SET EXERCISE >>
State how many lines in the entries below contain the word "above". Respond with the number only.

__________________________________________________

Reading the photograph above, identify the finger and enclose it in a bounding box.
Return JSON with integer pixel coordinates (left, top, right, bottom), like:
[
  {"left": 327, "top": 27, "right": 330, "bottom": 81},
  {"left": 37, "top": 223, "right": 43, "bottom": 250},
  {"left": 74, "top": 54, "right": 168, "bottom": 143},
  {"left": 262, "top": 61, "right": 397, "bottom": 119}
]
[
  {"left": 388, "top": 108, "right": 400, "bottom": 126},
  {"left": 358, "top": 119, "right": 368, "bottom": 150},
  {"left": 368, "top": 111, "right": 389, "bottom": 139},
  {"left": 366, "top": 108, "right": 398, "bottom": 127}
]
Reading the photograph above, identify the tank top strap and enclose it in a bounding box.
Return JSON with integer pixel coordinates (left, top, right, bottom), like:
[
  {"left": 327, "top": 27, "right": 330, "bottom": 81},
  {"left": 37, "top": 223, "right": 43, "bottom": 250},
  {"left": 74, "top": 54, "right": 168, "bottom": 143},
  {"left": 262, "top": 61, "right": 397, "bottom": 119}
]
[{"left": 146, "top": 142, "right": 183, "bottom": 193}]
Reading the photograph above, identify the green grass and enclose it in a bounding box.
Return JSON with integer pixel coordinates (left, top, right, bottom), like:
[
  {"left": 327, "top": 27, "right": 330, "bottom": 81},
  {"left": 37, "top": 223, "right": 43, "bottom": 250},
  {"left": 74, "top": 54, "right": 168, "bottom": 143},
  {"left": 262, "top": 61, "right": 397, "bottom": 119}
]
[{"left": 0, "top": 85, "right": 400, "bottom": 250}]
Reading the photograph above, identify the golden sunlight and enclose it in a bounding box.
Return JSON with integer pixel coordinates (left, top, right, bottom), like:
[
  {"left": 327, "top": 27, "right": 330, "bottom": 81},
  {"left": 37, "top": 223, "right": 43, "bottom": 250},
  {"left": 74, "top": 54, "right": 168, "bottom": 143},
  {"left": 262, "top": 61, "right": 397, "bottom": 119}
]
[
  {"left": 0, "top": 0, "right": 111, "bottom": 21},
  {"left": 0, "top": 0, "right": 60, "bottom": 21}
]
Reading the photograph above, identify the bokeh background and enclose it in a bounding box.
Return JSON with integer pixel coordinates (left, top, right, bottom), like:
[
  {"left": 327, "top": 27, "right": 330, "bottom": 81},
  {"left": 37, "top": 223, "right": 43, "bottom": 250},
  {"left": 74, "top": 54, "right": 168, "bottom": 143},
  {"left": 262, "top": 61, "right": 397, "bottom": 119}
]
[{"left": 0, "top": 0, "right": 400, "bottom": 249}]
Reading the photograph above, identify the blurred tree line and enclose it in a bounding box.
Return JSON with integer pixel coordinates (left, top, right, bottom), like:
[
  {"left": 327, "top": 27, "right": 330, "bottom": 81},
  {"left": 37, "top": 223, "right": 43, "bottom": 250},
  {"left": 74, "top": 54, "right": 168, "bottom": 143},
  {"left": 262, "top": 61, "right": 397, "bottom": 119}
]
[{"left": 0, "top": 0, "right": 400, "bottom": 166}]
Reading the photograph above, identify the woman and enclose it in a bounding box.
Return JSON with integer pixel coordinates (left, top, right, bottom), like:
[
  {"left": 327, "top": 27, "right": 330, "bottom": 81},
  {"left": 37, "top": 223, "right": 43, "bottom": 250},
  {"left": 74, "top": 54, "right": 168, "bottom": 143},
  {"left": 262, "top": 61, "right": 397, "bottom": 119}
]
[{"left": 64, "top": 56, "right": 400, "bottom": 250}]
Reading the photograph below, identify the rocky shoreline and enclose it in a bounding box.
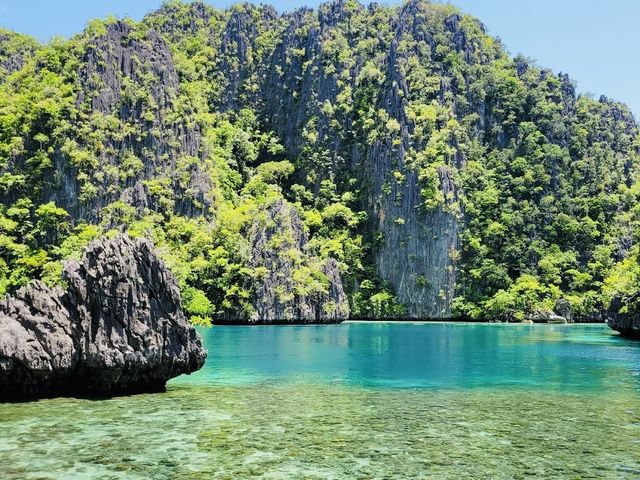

__________________________________________________

RESPONSE >>
7